EXERCISE TASKS:
1. In the Tree-sitter text, swap "client" for "host" and write out the stretch from "For me, the" through "the introspection capabilities.".
2. According to the Tree-sitter text, where does the real problem lie?
3. Write what comes next in the Tree-sitter text, picking up after its final sentence.

SELECTION:
────

The idea is to sync changes in the text to a tree structure, then have all the structure manipulation functions built on top of it. See the gif here for a visual representation: https://github.com/nvim-treesitter/playground
I like the fact of make people's lives easier. It's a universal solution which may be used in many editors: can't argue against reuse.
But is it perfect? I don't think so. Whatever is responsible for structural analysis should also be responsible for editing and all the extension capabilities, if you are to have a truly powerful system.
For me, the real problem lies in the integration with the client environment. Tree-sitter is fundamentally separate from the client application. That places questions on the introspection capabilities.
I mean, suppose your comment has structure. Suppose it's a markdown document, that comment in your code. And suppose you want to edit it that way: as a markdown document (or anything more complex). So you may want a markdown parser for that. Suppose you can write that parser in tree-sitter. Suppose you can even do structural-embedding. But how are you going to control and customize it? How are you going to write complex interaction policies between different structures? Embedding is where such seperation starts running into limits.
Why does this happen? I believe it's simple: APIs aren't enough. What you want is for the user to have access to the building blocks of whatever is being manipulated. And, so, keeping those blocks away from the user is never going to be that.

────

Image location labeling entries:
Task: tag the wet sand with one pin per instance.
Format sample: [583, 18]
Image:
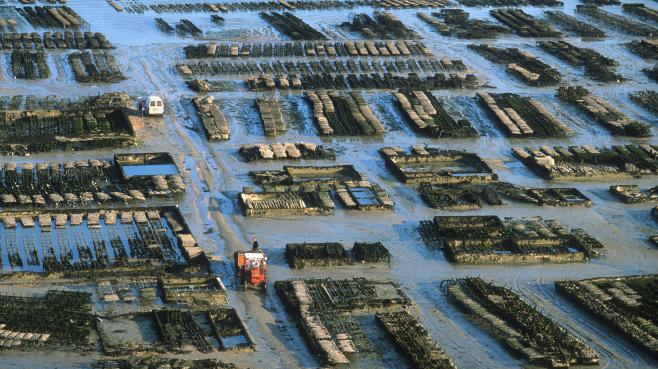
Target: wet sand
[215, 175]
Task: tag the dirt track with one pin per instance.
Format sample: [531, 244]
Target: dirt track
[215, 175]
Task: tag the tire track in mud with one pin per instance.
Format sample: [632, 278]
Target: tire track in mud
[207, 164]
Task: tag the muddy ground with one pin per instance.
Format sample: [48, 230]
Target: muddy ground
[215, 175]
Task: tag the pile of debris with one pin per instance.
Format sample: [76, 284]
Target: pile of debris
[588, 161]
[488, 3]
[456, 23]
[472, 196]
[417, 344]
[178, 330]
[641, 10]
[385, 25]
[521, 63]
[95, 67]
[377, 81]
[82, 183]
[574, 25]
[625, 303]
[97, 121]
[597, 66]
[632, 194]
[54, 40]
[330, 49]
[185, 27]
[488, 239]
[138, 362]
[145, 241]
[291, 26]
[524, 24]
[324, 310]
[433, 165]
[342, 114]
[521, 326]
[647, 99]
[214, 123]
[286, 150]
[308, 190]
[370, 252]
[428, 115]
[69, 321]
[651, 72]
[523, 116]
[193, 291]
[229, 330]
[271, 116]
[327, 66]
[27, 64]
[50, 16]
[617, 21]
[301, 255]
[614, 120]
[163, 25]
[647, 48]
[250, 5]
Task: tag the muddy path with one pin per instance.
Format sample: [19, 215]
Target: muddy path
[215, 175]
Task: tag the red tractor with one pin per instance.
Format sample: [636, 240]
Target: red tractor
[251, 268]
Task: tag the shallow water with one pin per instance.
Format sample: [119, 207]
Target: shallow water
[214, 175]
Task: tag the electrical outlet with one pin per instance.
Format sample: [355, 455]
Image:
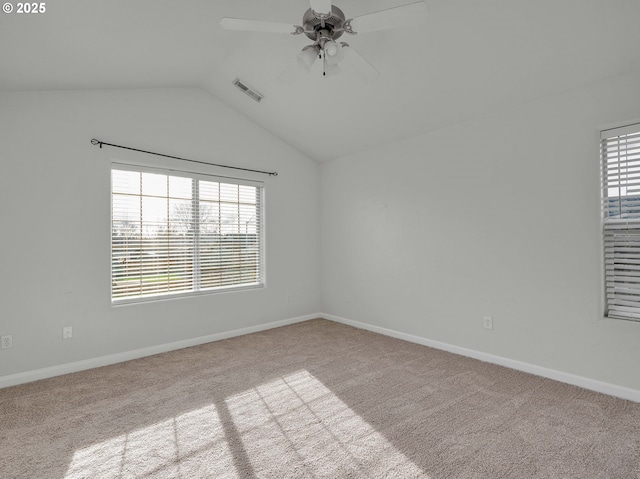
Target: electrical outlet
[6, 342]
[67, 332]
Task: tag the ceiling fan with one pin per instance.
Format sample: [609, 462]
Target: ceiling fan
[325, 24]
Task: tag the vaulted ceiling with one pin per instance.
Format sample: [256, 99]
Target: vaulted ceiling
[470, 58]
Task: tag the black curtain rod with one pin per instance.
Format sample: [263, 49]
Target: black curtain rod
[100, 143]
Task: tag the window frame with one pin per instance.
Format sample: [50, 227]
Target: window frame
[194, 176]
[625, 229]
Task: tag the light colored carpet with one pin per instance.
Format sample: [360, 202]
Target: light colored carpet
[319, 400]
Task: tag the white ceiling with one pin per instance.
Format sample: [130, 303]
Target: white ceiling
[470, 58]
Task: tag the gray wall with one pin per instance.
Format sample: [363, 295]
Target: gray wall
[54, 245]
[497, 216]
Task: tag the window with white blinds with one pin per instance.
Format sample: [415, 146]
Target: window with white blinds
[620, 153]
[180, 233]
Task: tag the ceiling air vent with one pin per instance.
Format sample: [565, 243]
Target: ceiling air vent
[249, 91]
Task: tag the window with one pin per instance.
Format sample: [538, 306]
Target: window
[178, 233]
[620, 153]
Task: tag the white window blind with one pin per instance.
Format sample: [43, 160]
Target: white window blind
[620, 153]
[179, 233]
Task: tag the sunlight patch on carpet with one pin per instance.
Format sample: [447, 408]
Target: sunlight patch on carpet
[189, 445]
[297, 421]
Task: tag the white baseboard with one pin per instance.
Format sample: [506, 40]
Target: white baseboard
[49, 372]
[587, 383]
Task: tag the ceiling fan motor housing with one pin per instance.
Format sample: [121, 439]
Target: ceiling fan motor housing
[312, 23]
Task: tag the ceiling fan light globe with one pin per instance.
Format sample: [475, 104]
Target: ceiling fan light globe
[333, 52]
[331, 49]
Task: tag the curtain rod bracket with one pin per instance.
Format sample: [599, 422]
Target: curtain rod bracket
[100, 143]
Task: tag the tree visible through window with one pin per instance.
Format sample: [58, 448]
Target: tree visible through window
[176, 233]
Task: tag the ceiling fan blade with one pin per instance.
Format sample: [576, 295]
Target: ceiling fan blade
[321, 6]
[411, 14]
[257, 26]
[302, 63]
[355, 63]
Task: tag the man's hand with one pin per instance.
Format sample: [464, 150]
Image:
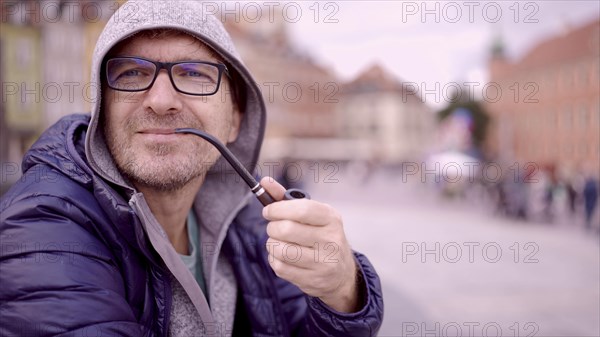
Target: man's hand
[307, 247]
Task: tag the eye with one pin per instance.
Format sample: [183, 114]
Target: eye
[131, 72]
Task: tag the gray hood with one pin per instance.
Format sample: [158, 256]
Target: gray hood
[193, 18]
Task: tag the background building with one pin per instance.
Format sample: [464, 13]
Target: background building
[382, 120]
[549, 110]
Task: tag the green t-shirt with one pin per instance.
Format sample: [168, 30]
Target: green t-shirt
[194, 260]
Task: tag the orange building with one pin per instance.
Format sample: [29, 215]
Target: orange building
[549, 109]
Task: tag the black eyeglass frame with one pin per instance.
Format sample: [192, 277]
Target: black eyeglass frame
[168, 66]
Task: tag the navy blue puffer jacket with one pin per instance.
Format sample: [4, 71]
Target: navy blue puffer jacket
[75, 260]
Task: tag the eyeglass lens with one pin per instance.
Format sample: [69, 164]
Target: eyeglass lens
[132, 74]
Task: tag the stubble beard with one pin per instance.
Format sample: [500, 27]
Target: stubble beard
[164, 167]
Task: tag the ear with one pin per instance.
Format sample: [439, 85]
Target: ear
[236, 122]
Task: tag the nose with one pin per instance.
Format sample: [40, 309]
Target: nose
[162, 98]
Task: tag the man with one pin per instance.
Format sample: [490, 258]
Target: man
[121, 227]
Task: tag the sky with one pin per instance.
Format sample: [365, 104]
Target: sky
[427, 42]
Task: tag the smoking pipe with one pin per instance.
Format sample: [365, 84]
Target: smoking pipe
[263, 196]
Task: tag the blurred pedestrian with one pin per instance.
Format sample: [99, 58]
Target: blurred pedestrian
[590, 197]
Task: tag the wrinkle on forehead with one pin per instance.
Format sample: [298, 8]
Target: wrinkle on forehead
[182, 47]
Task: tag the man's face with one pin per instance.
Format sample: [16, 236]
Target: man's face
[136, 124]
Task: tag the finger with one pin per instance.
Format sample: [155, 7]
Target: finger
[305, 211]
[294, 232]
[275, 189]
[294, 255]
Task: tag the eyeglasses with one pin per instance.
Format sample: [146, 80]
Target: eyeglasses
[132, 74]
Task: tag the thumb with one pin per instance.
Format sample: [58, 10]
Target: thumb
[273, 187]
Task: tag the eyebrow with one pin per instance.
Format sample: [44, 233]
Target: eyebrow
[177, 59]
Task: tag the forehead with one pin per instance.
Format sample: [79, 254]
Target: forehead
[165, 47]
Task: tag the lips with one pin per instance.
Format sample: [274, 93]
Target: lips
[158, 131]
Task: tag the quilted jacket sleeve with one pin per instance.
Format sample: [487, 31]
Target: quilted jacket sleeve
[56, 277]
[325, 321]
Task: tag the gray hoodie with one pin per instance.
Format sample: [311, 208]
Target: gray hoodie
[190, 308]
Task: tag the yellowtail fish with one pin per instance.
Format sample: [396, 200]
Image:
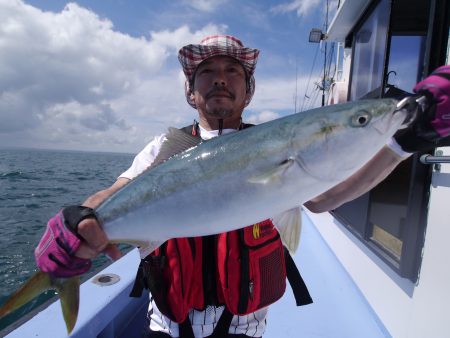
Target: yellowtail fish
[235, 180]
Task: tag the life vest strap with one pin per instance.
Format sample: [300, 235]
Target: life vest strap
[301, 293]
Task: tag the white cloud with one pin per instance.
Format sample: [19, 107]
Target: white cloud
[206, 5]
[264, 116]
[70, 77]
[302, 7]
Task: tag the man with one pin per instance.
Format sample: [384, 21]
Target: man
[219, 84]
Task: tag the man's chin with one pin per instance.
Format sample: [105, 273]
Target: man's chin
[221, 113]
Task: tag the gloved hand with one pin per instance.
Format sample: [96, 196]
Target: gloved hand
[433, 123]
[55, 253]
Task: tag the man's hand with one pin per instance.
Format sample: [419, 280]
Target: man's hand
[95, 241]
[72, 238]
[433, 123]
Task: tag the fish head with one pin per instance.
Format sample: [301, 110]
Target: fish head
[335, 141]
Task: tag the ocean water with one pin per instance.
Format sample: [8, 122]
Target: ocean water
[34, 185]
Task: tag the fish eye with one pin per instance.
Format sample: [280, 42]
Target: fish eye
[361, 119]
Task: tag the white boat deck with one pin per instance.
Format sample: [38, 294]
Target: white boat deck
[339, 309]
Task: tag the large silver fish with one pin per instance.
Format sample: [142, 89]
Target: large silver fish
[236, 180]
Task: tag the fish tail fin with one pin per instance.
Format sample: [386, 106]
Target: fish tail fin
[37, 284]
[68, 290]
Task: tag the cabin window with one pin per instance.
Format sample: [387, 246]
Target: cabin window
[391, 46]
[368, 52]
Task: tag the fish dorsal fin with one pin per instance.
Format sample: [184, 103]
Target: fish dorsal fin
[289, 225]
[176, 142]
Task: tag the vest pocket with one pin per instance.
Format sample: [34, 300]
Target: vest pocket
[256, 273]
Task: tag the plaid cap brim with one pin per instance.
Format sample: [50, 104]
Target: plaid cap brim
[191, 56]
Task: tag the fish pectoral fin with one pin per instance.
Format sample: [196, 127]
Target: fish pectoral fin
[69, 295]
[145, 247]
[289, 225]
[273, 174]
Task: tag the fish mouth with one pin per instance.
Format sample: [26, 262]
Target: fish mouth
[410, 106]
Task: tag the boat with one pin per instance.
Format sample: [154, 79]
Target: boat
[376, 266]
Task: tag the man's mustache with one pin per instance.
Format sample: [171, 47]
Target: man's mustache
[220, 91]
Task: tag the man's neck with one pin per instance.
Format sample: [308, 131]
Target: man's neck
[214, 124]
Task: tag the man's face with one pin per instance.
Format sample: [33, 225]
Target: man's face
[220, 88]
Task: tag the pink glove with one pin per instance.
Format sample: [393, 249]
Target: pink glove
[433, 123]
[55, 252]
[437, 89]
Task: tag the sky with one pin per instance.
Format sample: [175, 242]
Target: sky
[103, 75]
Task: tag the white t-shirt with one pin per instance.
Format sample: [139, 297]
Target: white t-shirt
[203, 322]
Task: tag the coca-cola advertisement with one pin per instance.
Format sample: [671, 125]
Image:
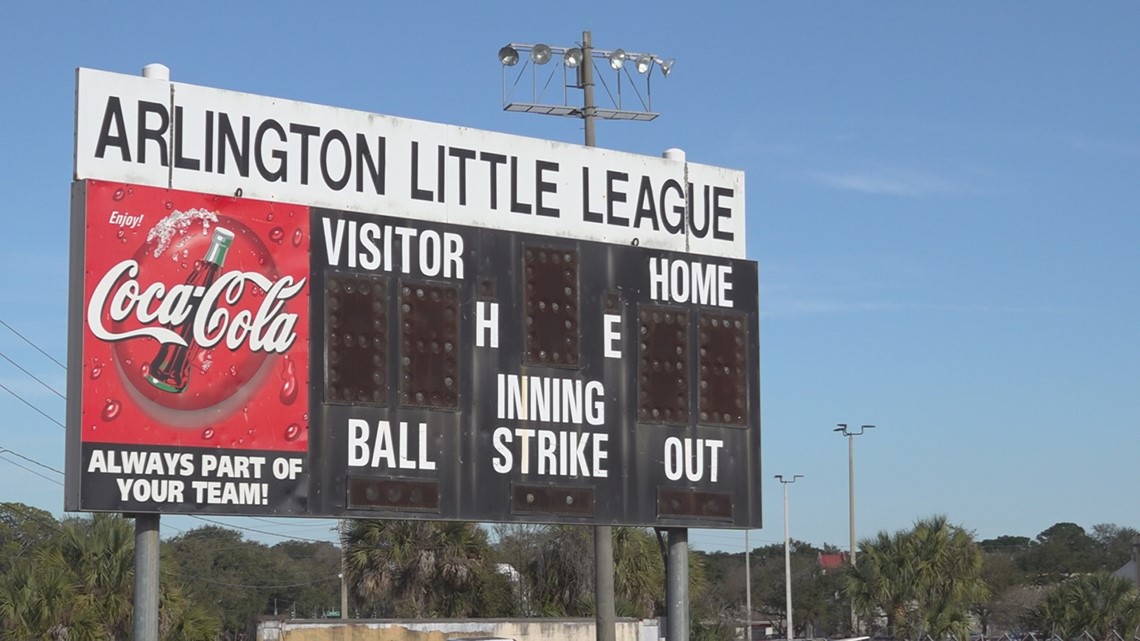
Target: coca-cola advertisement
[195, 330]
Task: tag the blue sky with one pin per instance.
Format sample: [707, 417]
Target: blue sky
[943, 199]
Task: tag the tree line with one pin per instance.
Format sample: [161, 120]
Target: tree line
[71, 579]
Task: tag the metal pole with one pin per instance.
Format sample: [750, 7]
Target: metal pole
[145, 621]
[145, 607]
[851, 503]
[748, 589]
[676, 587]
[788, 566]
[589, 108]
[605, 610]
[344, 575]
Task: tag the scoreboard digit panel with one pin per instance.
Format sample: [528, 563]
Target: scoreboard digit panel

────

ANSWERS TO THE EXERCISES:
1.
For me, the real problem lies in the integration with the host environment. Tree-sitter is fundamentally separate from the host application. That places questions on the introspection capabilities.

2. In the integration with the client environment.

3.
What's more, tree-sitter is still not really structural. That means it can't handle ambiguity well. For instance, in a lisp expression, you can insert a stray parenthesis. Paredit or a tree-sitter solution is going to tell you that your structure is malformed. A truly powerful structural editor is going to simply assume that parenthesis doesn't disrupt the structure around it, and so, it will simple keep track of it, and maybe it will find a match within the same expression at some later point in time.
Yes: a structural lisp editor doesn't have to care about a stray parenthesis. It just keeps keeping everything around it intact. It's a local ambiguity.
And, at last, the very important idea of structural editing is not even editing: it's the ability to treat structures as objects. It's the ability to present objects using a textual interface. Suppose you have a table structure, multiple layers of it. You need direct access to all that. Editing it should be easy, but it's really secondary.
Tree sitter doesn't deal with this.
I still see tree-sitter as useful, because you still need to deal with all the plain-text files out there. Perhaps, it could be used to import plain-text into a structural-editor representation, and then it may be, again, used on small subexpressions to identify their nature, incrementally, at runtime (but not the whole document, like what a usual incremental parser would do). So, that's the value of it as a parsing tool.
So, yeah, it's a useful tool, but when it comes to some advanced points of power-use and extension, it's not really enough.
Thanks for the question, it's thought provoking in many ways.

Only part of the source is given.